*Directions:*
Revise the lines starting with the one that contains "point: spectator in white" and going on through the one that contains "column 569, row 716", replacing "spectator" with "onlooker" and leaving everything else unchanged. Give only those lines.
──────
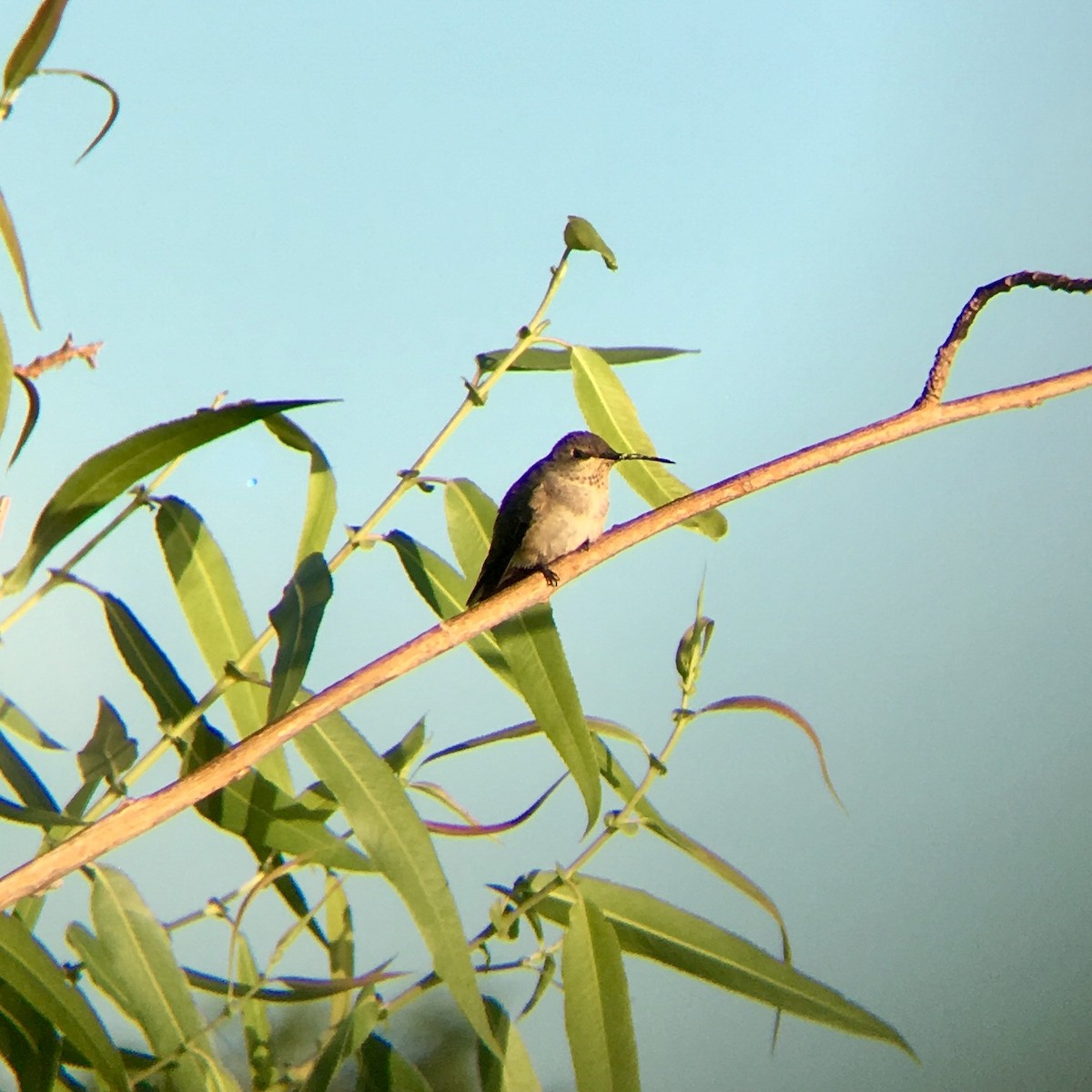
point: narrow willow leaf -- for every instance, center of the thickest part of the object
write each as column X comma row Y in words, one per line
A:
column 349, row 1036
column 107, row 474
column 446, row 592
column 6, row 370
column 254, row 807
column 540, row 359
column 321, row 490
column 622, row 784
column 470, row 514
column 14, row 720
column 399, row 845
column 580, row 235
column 21, row 775
column 28, row 1043
column 32, row 46
column 26, row 967
column 383, row 1069
column 15, row 252
column 214, row 612
column 257, row 1027
column 115, row 104
column 648, row 926
column 130, row 959
column 598, row 1018
column 405, row 752
column 341, row 949
column 758, row 703
column 532, row 649
column 513, row 1073
column 296, row 620
column 109, row 752
column 33, row 409
column 609, row 410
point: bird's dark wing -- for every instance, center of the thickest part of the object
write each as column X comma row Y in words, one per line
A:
column 513, row 518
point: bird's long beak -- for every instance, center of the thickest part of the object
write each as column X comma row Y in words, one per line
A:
column 648, row 459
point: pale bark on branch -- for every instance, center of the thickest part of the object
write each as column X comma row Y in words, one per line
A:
column 136, row 816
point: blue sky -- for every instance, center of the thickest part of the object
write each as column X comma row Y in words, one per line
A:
column 349, row 202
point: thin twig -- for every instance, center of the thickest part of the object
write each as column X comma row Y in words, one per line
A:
column 68, row 352
column 136, row 816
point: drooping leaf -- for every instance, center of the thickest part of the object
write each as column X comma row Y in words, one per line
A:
column 12, row 719
column 130, row 959
column 257, row 1026
column 109, row 752
column 214, row 612
column 6, row 370
column 321, row 490
column 543, row 359
column 598, row 1018
column 385, row 1069
column 32, row 46
column 655, row 929
column 33, row 409
column 391, row 831
column 513, row 1073
column 254, row 807
column 758, row 703
column 532, row 648
column 623, row 785
column 28, row 1043
column 26, row 967
column 15, row 252
column 115, row 104
column 580, row 235
column 611, row 413
column 296, row 620
column 446, row 592
column 107, row 474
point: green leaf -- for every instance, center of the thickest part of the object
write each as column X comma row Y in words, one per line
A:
column 130, row 959
column 321, row 490
column 257, row 1027
column 28, row 1043
column 405, row 752
column 513, row 1073
column 399, row 845
column 349, row 1036
column 6, row 369
column 21, row 775
column 214, row 612
column 446, row 592
column 598, row 1018
column 115, row 103
column 658, row 931
column 26, row 967
column 296, row 620
column 532, row 649
column 109, row 752
column 107, row 474
column 622, row 784
column 33, row 408
column 580, row 235
column 15, row 252
column 383, row 1069
column 609, row 410
column 252, row 807
column 541, row 359
column 15, row 721
column 758, row 703
column 32, row 46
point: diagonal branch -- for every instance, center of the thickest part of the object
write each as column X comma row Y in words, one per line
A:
column 136, row 816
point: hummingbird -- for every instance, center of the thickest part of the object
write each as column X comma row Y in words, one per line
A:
column 557, row 506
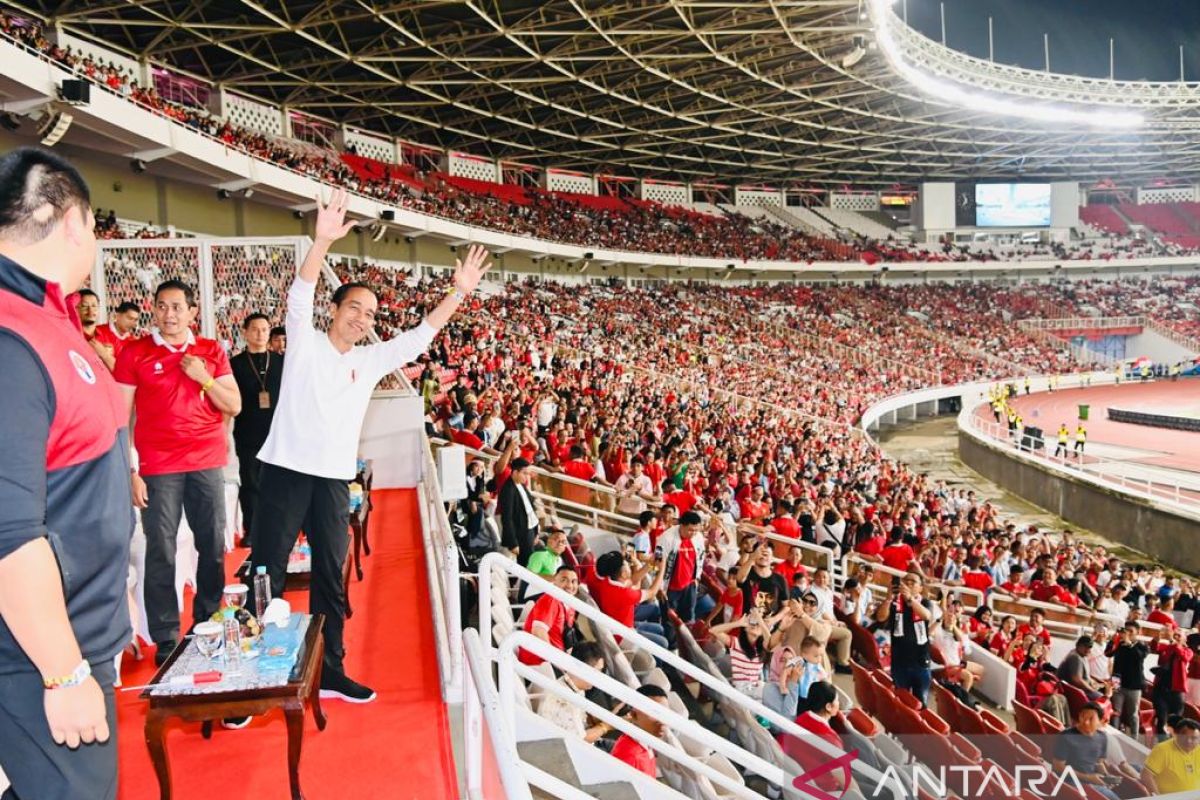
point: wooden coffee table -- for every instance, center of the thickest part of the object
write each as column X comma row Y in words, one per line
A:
column 303, row 689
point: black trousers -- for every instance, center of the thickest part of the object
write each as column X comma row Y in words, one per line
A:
column 40, row 769
column 199, row 495
column 288, row 503
column 247, row 491
column 1167, row 705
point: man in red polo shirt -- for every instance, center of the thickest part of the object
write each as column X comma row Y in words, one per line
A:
column 181, row 388
column 111, row 338
column 634, row 752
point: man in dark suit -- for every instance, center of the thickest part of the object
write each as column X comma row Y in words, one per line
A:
column 519, row 519
column 258, row 372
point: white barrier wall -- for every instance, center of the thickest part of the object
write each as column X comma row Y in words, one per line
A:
column 393, row 439
column 1065, row 204
column 936, row 208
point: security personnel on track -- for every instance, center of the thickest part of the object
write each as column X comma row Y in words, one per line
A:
column 1063, row 438
column 66, row 516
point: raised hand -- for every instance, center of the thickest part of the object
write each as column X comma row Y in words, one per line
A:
column 469, row 271
column 195, row 368
column 331, row 222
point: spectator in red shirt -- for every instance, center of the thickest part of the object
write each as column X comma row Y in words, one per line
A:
column 111, row 338
column 468, row 435
column 975, row 576
column 898, row 554
column 617, row 591
column 88, row 307
column 754, row 509
column 683, row 547
column 1171, row 675
column 823, row 705
column 791, row 565
column 1048, row 590
column 1161, row 612
column 183, row 389
column 630, row 750
column 550, row 619
column 1014, row 585
column 683, row 500
column 579, row 468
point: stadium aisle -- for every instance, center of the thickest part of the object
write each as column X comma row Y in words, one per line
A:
column 397, row 746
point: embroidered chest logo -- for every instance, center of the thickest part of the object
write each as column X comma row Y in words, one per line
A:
column 82, row 367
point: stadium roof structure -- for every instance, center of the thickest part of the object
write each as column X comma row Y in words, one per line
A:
column 787, row 92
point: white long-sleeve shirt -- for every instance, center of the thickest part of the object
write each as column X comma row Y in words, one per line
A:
column 324, row 394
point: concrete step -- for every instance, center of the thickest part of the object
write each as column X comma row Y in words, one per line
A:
column 552, row 756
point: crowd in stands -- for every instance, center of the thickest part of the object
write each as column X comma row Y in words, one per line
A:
column 1171, row 301
column 601, row 222
column 637, row 404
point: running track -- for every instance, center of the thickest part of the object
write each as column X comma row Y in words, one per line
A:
column 1171, row 449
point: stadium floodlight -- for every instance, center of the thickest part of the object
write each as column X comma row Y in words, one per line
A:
column 977, row 101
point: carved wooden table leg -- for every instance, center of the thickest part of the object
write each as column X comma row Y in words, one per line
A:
column 294, row 713
column 156, row 744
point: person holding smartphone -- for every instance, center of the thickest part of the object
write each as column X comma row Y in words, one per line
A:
column 907, row 615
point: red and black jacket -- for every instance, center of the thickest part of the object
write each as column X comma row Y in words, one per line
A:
column 65, row 473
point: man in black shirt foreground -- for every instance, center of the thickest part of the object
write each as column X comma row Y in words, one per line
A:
column 1129, row 668
column 909, row 615
column 258, row 373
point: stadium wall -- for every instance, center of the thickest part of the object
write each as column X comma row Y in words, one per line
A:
column 1129, row 521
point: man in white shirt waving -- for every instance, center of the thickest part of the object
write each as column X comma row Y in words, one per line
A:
column 311, row 452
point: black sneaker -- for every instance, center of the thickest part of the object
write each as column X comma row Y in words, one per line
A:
column 162, row 651
column 336, row 686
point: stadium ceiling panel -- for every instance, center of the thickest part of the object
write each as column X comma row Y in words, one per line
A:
column 777, row 91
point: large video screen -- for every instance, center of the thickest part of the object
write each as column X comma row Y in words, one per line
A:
column 1012, row 205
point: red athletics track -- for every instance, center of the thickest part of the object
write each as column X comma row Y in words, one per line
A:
column 1174, row 449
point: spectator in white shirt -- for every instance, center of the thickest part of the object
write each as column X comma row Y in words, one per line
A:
column 311, row 452
column 634, row 488
column 569, row 716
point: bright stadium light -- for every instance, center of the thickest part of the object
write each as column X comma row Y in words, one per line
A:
column 976, row 101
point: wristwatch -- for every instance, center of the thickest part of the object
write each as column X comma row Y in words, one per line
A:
column 81, row 673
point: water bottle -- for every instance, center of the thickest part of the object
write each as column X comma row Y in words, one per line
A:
column 262, row 593
column 232, row 642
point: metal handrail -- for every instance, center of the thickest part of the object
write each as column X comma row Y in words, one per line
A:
column 483, row 698
column 510, row 669
column 496, row 564
column 1158, row 492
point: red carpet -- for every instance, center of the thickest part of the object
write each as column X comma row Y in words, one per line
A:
column 396, row 747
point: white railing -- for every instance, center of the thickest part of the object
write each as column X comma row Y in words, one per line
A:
column 496, row 566
column 487, row 743
column 1080, row 323
column 370, row 208
column 511, row 671
column 442, row 570
column 1093, row 469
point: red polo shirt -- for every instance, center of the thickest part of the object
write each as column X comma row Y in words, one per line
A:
column 635, row 755
column 106, row 335
column 177, row 428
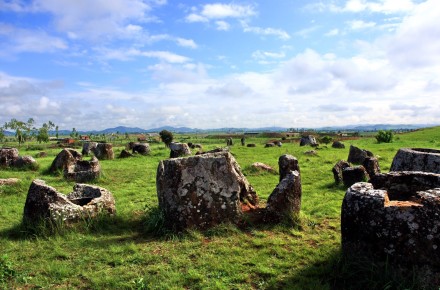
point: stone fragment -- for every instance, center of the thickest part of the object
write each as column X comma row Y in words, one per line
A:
column 125, row 154
column 64, row 159
column 285, row 200
column 308, row 140
column 9, row 181
column 337, row 170
column 371, row 164
column 287, row 163
column 41, row 154
column 311, row 153
column 352, row 175
column 24, row 161
column 263, row 167
column 357, row 155
column 141, row 148
column 103, row 151
column 86, row 201
column 416, row 159
column 83, row 170
column 8, row 156
column 396, row 220
column 338, row 144
column 87, row 147
column 179, row 150
column 202, row 191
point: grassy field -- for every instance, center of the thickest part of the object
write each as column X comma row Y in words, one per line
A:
column 121, row 253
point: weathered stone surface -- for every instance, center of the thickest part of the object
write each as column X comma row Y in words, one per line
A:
column 9, row 181
column 125, row 154
column 338, row 168
column 285, row 200
column 404, row 183
column 64, row 159
column 401, row 228
column 24, row 161
column 202, row 191
column 87, row 147
column 179, row 150
column 371, row 164
column 262, row 166
column 311, row 152
column 287, row 163
column 82, row 170
column 338, row 144
column 416, row 159
column 308, row 140
column 357, row 155
column 44, row 202
column 141, row 148
column 8, row 156
column 352, row 175
column 103, row 151
column 41, row 154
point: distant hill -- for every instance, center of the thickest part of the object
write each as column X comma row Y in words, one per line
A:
column 186, row 130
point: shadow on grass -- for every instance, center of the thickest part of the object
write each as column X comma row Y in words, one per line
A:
column 343, row 272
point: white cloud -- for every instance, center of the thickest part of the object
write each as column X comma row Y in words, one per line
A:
column 357, row 6
column 22, row 40
column 360, row 24
column 95, row 19
column 186, row 42
column 265, row 31
column 222, row 25
column 221, row 11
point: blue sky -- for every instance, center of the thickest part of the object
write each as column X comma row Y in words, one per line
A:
column 211, row 64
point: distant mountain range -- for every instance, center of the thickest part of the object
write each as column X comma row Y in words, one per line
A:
column 186, row 130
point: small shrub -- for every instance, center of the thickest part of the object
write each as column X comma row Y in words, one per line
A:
column 384, row 136
column 6, row 269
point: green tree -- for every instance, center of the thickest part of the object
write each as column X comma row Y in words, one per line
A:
column 384, row 136
column 166, row 136
column 326, row 139
column 43, row 132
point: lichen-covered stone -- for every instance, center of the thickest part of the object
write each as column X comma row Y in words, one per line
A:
column 202, row 191
column 286, row 164
column 141, row 148
column 65, row 158
column 308, row 140
column 357, row 155
column 103, row 151
column 179, row 150
column 285, row 200
column 125, row 154
column 24, row 161
column 337, row 170
column 396, row 219
column 9, row 181
column 86, row 201
column 371, row 165
column 416, row 159
column 83, row 170
column 263, row 167
column 87, row 147
column 354, row 174
column 338, row 144
column 8, row 156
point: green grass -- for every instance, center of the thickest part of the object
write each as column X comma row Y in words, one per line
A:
column 130, row 251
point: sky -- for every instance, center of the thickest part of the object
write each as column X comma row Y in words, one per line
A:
column 96, row 64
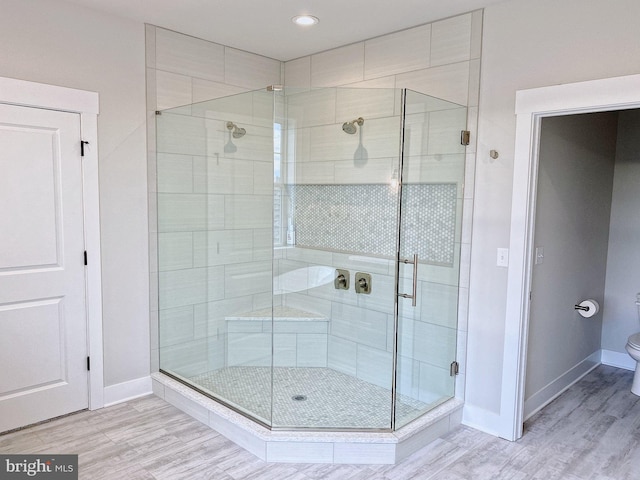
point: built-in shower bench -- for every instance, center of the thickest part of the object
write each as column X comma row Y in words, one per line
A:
column 299, row 338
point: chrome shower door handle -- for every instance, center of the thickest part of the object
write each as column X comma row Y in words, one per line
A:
column 414, row 294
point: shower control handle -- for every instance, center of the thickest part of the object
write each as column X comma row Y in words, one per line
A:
column 414, row 294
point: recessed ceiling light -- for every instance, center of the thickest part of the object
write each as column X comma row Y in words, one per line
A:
──────
*Task output:*
point: onlooker in white shirt -- for every instance, center of the thickest part of the object
write each as column X comma row Y in words, one per line
A:
column 311, row 452
column 634, row 488
column 569, row 716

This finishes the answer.